#### [Given data]

+++

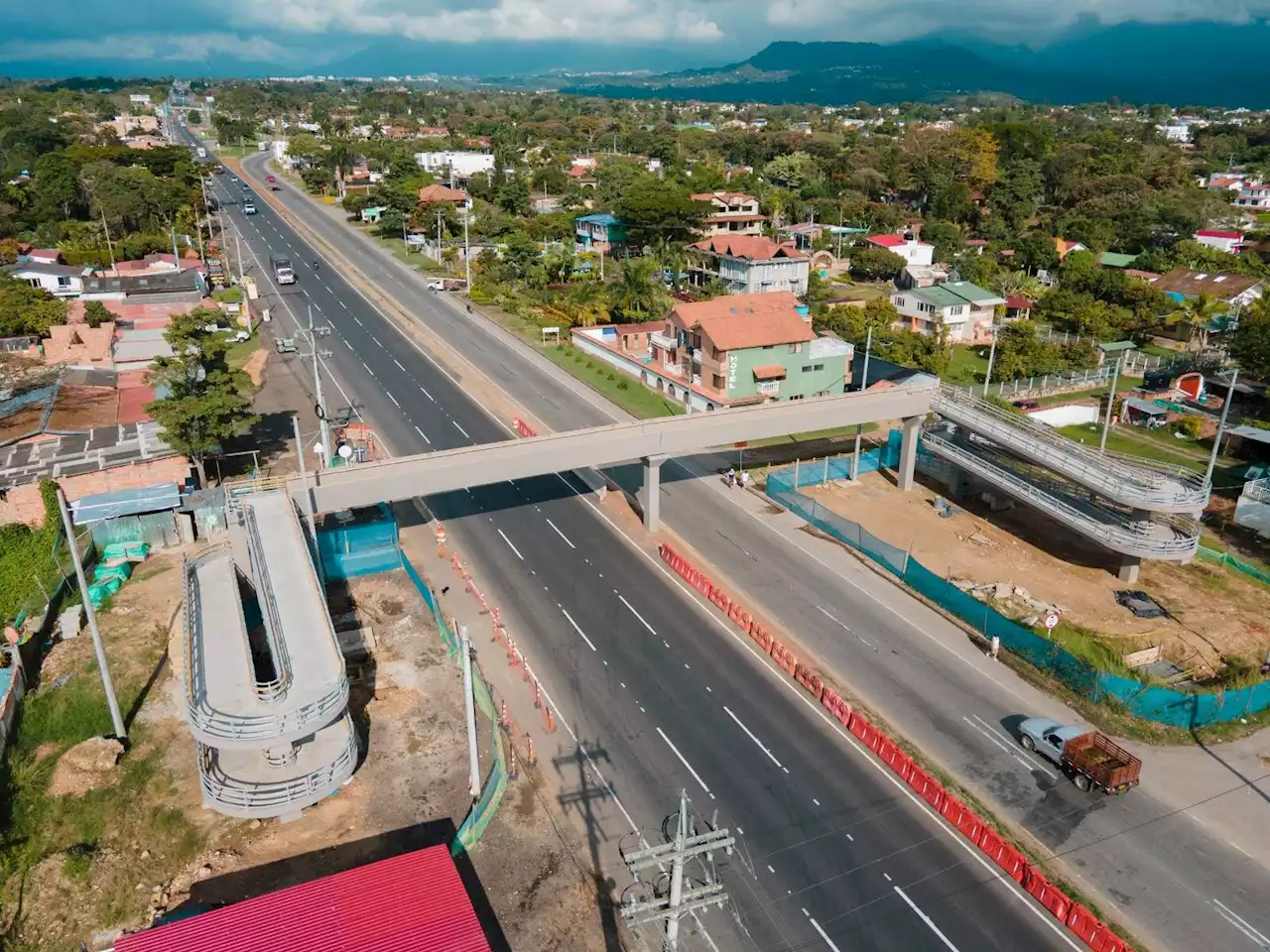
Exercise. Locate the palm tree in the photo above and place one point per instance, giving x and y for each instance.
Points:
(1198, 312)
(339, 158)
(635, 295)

+++

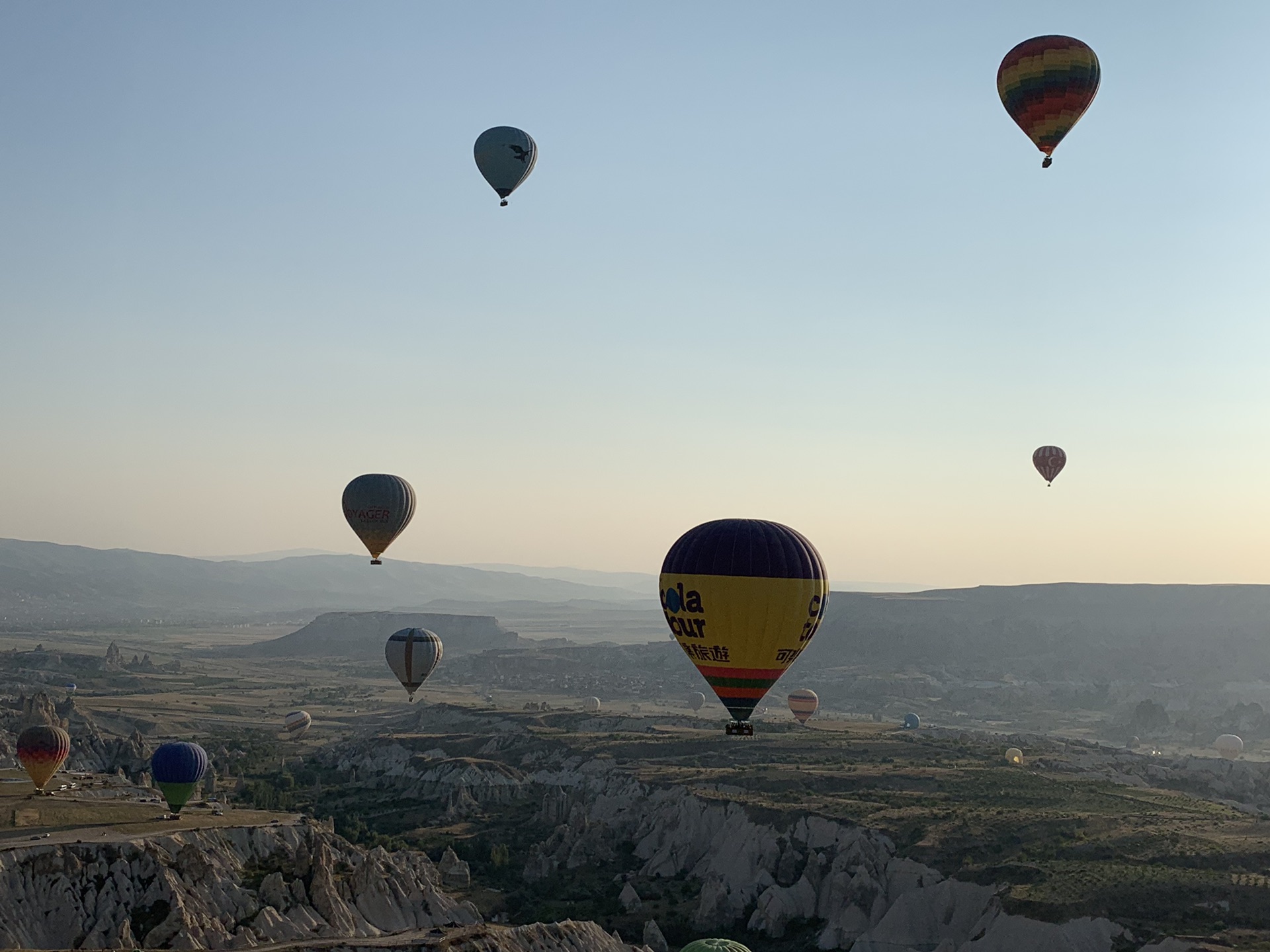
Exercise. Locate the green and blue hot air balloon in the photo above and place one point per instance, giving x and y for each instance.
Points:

+++

Identify every line in the records that contains the word "photo" and copy each such line in full.

Exercise. Locate the palm tree in the photo above and place one point per instance, giving x and y for each instance.
Exercise. Locate the green and blue hot air balloon in the photo above and place one point per instance, giving x and y for each instance.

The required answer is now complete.